→ **EXCERPTED PASSAGE**:
---
Presidential Hopeful Repackaged For Election Season

By Anna Smolchenko

St Petersburg Times
Tuesday, September 18, 2007

Ivanov’s diplomatic ID card at the Finnish Foreign Ministry. He served
at the Soviet Embassy in Helsinki from 1984 to 1990.

KEMEROVO – They must be Russia’s busiest men these days.

Acting First Deputy Prime Minister Sergei Ivanov has been meeting
workers, inspecting mines and opening sports complexes across the
country. And for every move he makes in front of state television
cameras, acting First Deputy Prime Minister Dmitry Medvedev seems to
be vying for similar coverage with a jam-packed schedule of his own.

The difference between the two, both seen as leading presidential
candidates, is that only one is being groomed to succeed President
Vladimir Putin, political commentators said.

That person is Ivanov.

"The play has been written, and those who wrote it know the script,"
said Olga Kryshtanovskaya, who tracks Kremlin politics at the Russian
Academy of Sciences. "Ivanov is the No. 2 person in the country."

The sudden resignation of the government and nomination of a
little-known technocrat as prime minister Wednesday appeared to
support the notion that it is too early for Putin to announce his
favored successor. While many in the government were caught off guard
by the nomination, Ivanov wasn’t.

"He absolutely didn’t look like a person who felt disappointed,"
said Ariel Cohen, an analyst with the Washington-based Heritage
Foundation who attended a meeting of foreign experts with Ivanov
hours after news of the shake-up broke.

In recent months, public opinion polls consistently have named
Ivanov as the favorite to succeed Putin in the March presidential
election. He’s even considered the top bet by major foreign bookmakers
such as Britain’s Unibet.

People in Ivanov’s inner circle are keeping a close watch on his image,
right down to his popularity among bookmakers. "This causes nothing
but a smile," an Ivanov aide said of the betting.

Ivanov’s camp has good reason to smile. In a matter of months, he
has made the difficult transition from a tough-talking, sour-faced
defense minister to a silver-tongued, meticulously dressed darling
of the electorate.
---
→ **DATASET CONTENT**:

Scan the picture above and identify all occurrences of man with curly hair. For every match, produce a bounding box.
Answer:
---
→ **YOUR GOAL**:
Transcribe the part of the article on Sergei Ivanov starting with "said Olga Kryshtanovskaya, who" and going on through "nomination, Ivanov wasn’t.". The listing is material separate from the article.

→ **EXERCISE ANSWER**:
said Olga Kryshtanovskaya, who tracks Kremlin politics at the Russian
Academy of Sciences. "Ivanov is the No. 2 person in the country."

The sudden resignation of the government and nomination of a
little-known technocrat as prime minister Wednesday appeared to
support the notion that it is too early for Putin to announce his
favored successor. While many in the government were caught off guard
by the nomination, Ivanov wasn’t.